Aspects organisationnels

Obstacles à l’implantation et leurs interrelations

Les groupes de discussion ont permis aux participants d’identifier 19 obstacles surmontés ou à surmonter dans le cadre de l’implantation du programme Alcochoix+. Comme l’implantation de programme est composée de facteurs dynamiques qui s’interinfluencent (Fixsen et coll., 2005), il a été choisi de présenter les obstacles identifiés en interrelations les uns avec les autres à partir des résultats tirés des analyses qualitatives. Ces liens sont nombreux et la séquence varie parfois d’un acteur à l’autre. Il n’est donc pas possible de proposer un modèle qui puisse regrouper l’ensemble de ces relations en un tout cohérent et représentatif du discours des participants à l’étude. Toutefois, certaines constantes ont été observées formant une chaîne d’obstacles initiaux, intermédiaires et finaux, telle que représentée par la figure 1.

Figure 1

Interrelations entre les obstacles à l’implantation

Interrelations entre les obstacles à l’implantation

-> Voir la liste des figures

Obstacles initiaux

En général, les obstacles « manque de ressources financières », « réorganisation du réseau de la santé et des services sociaux » et « roulement de personnel » sont nommés comme des causes qui chapeautent différents autres obstacles.

Le manque de ressources financières

Les analyses qualitatives révèlent que le manque de ressources financières serait le principal responsable des lacunes sur le plan de la publicité et la promotion. Le manque d’argent occasionne également des difficultés organisationnelles en matière de gestion du programme et un manque de temps pour les intervenants. Plusieurs intervenants associent le manque de ressources financières au fait que, dans certains centres, il n’y a pas de budget exclusif au programme. Or, ce budget s’avère nécessaire à la mise sur pied d’un poste d’intervenant attitré au programme Alcochoix+ avec un temps défini qui lui est spécifiquement alloué. De plus, étant donné le manque de ressources, l’agence de santé et de services sociaux de certaines régions (laquelle s’occupe de la coordination des services du réseau) n’aurait pas suffisamment assuré de leadership et aurait joué un rôle plutôt effacé dans l’implantation du programme. De façon semblable, certains CSSS n’auraient pas voulu s’impliquer.

**LIGNES FOURNIES**
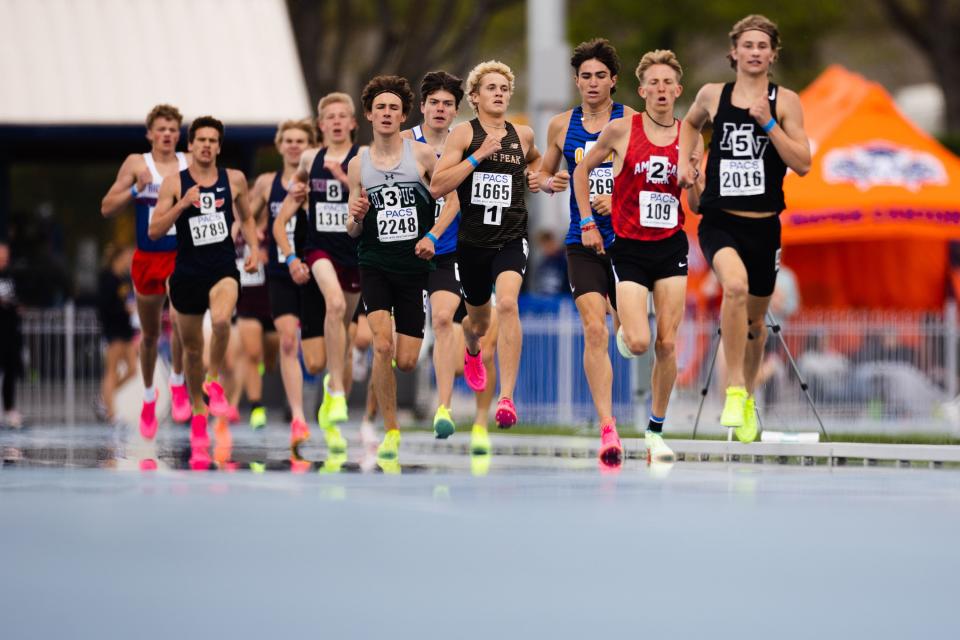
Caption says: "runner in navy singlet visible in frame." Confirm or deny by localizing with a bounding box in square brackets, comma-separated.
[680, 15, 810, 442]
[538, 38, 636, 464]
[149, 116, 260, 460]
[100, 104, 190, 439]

--

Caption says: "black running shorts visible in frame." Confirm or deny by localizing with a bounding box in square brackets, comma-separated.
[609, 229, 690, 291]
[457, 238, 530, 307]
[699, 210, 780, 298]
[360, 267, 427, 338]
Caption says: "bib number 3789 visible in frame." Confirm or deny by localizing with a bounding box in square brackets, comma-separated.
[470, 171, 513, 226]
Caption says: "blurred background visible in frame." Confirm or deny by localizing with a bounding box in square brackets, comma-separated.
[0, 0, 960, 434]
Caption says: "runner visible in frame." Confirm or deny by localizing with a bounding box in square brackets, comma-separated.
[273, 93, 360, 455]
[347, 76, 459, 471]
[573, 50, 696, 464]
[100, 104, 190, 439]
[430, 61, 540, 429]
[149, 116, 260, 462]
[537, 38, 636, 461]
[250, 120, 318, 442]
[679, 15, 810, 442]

**DÉFI 1**
Dans l'extrait de page, recopiez le passage qui commence aux mots « En général, les » et s'arrête après « différents autres obstacles. », en renommant « roulement de personnel » en « rotation du personnel ».
**DÉFI 2**
D'après l'extrait de page, combien d'obstacles à l'implantation du programme Alcochoix+ les participants aux groupes de discussion ont-ils identifiés ?
**DÉFI 3**
Traduisez en anglais cette phrase de l'extrait de page : « Ces liens sont nombreux et la séquence varie parfois d’un acteur à l’autre. »

**RÉPONSE COMPLÈTE 1**
En général, les obstacles « manque de ressources financières », « réorganisation du réseau de la santé et des services sociaux » et « rotation du personnel » sont nommés comme des causes qui chapeautent différents autres obstacles.

**RÉPONSE COMPLÈTE 2**
19 obstacles, surmontés ou à surmonter.

**RÉPONSE COMPLÈTE 3**
These links are numerous, and the sequence sometimes varies from one actor to another.